Eugie Foster (eugie) wrote,
Eugie Foster

PET Scan and Lumbar Puncture at Emory

Had a fun-filled day at Emory’s Winship Cancer Institute today: a PET scan in the morning followed by a lumbar puncture (a.k.a. spinal tap) in the afternoon.

The PET scan was painless, an injection of radioactive glucose gunk and a large mocha-flavored inert chemical shake an hour before a 20-minute ride in a big, white camera tube. The tech was wonderful–chatty, informative, and amusing without being intrusive–and very, very kind. Also, at the end of the big, white camera tube machine, where the patient must spend a long span of time staring up at the ceiling, unable to move, the florescent overhead panels had been replaced by a triptych of decorated panels giving the illusion of springtime trees draped over a skylight, and someone had painted a flight of colorful butterflies on the ceiling itself. Made me smile. And I SO want one of those decorated florescent panels for my office.

The tech did recommend I not handle small children or go thorough airport security for a couple days until the radioactive contrast works out of my system. I’m radioactive! Awesome!

The spinal tap was far less painful than I’d feared. It was relatively fast, bit zingy-ow along the nerve a couple times but far easier than the bone marrow biopsy had been, and again performed by a top notch team who were reassuring and knew what they were doing.

DATA SEGMENT:
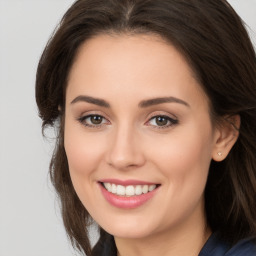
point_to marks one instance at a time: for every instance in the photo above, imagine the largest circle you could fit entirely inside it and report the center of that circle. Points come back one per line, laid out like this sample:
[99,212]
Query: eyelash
[171,121]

EXERCISE TASKS:
a: Repeat the Emory post from "Had a fun-filled" to "for my office.".
b: In the Emory post, what had someone painted on the ceiling above the camera tube?
Answer from the Emory post alone.

SOLUTIONS PER TASK:
a:
Had a fun-filled day at Emory’s Winship Cancer Institute today: a PET scan in the morning followed by a lumbar puncture (a.k.a. spinal tap) in the afternoon.

The PET scan was painless, an injection of radioactive glucose gunk and a large mocha-flavored inert chemical shake an hour before a 20-minute ride in a big, white camera tube. The tech was wonderful–chatty, informative, and amusing without being intrusive–and very, very kind. Also, at the end of the big, white camera tube machine, where the patient must spend a long span of time staring up at the ceiling, unable to move, the florescent overhead panels had been replaced by a triptych of decorated panels giving the illusion of springtime trees draped over a skylight, and someone had painted a flight of colorful butterflies on the ceiling itself. Made me smile. And I SO want one of those decorated florescent panels for my office.

b: A flight of colorful butterflies.